Dataset rows =
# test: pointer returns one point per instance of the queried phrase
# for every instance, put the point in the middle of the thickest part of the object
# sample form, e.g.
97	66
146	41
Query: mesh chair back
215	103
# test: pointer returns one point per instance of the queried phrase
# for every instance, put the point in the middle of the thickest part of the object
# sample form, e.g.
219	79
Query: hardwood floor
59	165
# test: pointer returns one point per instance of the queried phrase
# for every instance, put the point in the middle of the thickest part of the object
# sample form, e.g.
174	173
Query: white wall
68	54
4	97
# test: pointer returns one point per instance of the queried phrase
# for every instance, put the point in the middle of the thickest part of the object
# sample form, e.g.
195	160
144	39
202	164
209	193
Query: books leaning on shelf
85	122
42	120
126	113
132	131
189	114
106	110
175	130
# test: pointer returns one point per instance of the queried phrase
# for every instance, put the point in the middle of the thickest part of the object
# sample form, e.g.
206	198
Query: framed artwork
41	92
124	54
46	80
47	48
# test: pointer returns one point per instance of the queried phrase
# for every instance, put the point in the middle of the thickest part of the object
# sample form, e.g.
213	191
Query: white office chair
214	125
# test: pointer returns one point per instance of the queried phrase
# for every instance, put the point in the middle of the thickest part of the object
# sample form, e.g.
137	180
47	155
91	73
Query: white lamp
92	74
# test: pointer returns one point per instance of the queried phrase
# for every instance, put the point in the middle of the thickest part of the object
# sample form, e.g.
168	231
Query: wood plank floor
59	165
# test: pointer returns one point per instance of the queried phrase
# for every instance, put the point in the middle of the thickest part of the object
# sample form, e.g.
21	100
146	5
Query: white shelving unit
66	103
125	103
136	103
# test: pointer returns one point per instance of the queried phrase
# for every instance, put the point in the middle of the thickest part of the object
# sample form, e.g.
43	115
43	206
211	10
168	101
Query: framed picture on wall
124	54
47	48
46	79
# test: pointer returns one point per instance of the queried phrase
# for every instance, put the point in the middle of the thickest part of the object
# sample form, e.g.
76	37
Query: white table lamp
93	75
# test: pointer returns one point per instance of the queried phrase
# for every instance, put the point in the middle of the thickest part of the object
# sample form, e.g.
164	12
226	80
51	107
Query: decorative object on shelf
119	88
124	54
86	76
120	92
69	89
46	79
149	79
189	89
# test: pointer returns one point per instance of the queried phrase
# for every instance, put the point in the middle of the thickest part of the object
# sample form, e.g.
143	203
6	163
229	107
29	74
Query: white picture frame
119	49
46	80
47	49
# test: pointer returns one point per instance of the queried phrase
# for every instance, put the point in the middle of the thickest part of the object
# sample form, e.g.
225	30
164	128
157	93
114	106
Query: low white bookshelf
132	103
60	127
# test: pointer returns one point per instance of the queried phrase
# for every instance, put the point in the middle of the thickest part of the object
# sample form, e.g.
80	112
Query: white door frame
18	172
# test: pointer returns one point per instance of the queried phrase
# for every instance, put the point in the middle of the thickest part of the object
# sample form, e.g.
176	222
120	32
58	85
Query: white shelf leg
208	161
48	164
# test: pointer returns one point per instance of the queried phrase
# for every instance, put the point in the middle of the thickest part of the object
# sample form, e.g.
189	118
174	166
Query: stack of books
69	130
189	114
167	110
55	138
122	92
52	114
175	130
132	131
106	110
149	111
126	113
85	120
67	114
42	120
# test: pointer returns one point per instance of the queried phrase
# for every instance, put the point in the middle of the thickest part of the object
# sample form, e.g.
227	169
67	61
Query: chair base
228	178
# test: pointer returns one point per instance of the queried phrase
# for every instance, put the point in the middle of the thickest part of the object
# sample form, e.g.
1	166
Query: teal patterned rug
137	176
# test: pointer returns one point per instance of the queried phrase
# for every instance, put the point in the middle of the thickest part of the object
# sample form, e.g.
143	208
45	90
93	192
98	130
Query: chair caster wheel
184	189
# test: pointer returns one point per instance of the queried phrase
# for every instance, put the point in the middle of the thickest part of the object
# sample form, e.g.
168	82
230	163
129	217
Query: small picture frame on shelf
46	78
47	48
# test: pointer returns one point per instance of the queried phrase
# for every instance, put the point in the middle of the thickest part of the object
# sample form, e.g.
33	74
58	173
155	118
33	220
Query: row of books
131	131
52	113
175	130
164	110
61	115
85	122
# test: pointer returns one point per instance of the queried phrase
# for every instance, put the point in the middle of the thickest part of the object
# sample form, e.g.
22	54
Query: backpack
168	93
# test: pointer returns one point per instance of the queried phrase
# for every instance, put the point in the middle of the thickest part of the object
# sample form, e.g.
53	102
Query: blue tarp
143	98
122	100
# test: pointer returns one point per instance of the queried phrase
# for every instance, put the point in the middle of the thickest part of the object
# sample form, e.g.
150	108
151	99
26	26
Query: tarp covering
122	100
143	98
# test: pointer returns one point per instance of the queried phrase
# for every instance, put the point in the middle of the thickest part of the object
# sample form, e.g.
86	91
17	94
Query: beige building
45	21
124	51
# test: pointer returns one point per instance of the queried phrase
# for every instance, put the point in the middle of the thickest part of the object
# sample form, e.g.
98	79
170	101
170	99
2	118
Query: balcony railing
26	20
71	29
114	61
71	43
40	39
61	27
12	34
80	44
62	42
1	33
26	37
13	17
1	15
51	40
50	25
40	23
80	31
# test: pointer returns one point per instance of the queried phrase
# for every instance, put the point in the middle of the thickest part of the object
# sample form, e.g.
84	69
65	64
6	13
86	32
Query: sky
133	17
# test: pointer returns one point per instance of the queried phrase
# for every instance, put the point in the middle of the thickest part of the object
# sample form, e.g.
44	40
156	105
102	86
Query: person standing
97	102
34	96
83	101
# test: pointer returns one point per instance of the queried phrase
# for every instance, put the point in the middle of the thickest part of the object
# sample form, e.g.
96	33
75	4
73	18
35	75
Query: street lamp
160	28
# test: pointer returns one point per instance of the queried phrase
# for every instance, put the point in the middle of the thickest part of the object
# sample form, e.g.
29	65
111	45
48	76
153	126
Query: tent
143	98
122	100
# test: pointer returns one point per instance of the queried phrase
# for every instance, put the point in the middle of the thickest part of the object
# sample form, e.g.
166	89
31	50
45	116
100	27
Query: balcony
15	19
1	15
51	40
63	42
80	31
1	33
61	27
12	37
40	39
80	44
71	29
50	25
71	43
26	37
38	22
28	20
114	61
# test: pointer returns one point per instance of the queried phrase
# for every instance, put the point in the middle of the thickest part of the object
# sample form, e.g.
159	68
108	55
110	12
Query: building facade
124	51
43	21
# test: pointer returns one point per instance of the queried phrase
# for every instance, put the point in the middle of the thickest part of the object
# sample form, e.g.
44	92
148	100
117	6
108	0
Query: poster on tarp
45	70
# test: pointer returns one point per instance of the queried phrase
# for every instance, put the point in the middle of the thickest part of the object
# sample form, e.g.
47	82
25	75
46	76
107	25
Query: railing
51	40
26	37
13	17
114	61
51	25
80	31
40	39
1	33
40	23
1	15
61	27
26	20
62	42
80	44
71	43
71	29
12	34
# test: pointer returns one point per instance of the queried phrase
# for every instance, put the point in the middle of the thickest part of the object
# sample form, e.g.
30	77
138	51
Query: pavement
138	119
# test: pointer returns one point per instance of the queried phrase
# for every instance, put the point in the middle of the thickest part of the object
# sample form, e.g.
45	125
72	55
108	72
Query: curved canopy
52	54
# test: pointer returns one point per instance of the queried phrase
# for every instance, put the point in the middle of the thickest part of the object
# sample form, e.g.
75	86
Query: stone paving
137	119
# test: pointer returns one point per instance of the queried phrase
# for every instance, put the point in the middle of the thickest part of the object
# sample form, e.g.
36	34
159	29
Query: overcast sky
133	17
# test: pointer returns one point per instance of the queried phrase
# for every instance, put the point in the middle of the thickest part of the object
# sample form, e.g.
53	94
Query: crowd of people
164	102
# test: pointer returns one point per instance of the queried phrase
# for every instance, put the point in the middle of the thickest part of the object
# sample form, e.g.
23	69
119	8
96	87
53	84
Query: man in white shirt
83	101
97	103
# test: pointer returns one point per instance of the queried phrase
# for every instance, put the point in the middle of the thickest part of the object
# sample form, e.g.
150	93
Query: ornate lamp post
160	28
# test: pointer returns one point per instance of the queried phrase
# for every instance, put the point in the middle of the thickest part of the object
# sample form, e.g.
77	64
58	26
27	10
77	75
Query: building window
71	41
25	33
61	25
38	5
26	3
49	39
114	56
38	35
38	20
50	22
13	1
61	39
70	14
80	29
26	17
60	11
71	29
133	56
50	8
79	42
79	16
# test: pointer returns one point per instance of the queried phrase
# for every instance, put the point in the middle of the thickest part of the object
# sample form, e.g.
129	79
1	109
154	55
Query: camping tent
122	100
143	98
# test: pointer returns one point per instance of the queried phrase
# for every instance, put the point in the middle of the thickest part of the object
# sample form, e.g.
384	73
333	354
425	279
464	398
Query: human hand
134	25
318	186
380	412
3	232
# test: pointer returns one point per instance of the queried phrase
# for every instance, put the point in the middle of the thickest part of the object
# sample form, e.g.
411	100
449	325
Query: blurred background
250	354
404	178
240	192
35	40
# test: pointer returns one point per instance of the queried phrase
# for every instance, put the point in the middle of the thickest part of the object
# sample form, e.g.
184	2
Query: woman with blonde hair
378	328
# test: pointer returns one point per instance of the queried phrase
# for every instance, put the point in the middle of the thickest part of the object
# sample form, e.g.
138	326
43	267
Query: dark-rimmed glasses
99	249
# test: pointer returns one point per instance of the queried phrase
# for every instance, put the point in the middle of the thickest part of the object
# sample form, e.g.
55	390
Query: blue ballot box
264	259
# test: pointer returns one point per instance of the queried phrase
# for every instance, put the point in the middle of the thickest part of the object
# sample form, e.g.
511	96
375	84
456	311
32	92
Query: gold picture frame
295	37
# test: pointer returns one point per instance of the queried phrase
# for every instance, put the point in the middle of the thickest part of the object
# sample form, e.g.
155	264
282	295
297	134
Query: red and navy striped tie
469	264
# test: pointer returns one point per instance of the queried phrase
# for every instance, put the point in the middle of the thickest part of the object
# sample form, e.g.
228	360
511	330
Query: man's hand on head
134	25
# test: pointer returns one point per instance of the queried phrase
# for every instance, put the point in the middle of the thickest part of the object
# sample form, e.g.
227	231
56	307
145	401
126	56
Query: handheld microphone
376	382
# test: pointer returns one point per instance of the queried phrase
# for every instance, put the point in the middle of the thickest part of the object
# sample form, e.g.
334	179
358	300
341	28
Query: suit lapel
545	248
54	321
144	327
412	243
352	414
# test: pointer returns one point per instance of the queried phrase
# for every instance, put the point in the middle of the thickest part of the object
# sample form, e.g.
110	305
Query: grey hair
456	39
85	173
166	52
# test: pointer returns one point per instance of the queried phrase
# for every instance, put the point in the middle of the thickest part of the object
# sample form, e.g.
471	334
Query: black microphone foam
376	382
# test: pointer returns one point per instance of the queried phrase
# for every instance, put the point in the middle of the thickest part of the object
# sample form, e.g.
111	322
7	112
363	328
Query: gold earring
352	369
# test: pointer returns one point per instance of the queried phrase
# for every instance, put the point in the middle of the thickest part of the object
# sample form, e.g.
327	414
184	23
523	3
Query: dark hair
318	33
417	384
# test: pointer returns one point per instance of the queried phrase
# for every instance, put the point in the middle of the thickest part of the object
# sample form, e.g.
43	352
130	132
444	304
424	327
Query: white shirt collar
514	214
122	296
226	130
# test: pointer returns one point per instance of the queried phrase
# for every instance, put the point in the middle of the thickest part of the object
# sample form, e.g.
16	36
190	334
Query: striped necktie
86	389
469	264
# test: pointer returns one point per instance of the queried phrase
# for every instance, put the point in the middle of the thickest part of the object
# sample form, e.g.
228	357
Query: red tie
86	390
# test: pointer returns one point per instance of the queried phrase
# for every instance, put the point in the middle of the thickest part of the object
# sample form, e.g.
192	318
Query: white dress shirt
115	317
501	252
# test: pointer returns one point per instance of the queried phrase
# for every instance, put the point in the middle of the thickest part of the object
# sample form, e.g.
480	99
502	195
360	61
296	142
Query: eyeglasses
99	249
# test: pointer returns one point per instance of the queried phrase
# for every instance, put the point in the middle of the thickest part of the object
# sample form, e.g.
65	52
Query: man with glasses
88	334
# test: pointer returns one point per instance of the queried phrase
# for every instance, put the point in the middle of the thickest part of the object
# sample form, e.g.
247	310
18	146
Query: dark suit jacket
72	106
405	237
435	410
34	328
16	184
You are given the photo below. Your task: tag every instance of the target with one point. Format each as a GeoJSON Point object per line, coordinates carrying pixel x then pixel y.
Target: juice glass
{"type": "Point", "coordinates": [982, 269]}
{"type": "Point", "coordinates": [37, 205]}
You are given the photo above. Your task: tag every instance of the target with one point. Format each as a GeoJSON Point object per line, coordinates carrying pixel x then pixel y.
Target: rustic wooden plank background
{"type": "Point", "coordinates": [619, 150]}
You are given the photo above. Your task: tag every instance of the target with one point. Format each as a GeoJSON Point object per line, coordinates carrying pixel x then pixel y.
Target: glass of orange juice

Short task = The answer consists only of the lines from the one containing "You are given the photo below." to the end of the records, each written out exactly.

Response to this exercise =
You are given the photo below. Your task: tag every instance of the target with one point. Format each as a GeoJSON Point object per line, coordinates carrying pixel x then pixel y.
Target: juice glass
{"type": "Point", "coordinates": [982, 269]}
{"type": "Point", "coordinates": [37, 205]}
You are given the photo above. Your task: tag every instance of the target with one point. Format each as a GeoJSON Point object per line, coordinates carrying pixel x then pixel y.
Target: rustic wooden plank background
{"type": "Point", "coordinates": [619, 150]}
You are given the photo above. Your task: tag every instance of the target with one point. Format each as a GeoJSON Point object per line, coordinates carrying pixel x then pixel y.
Target: glass of orange juice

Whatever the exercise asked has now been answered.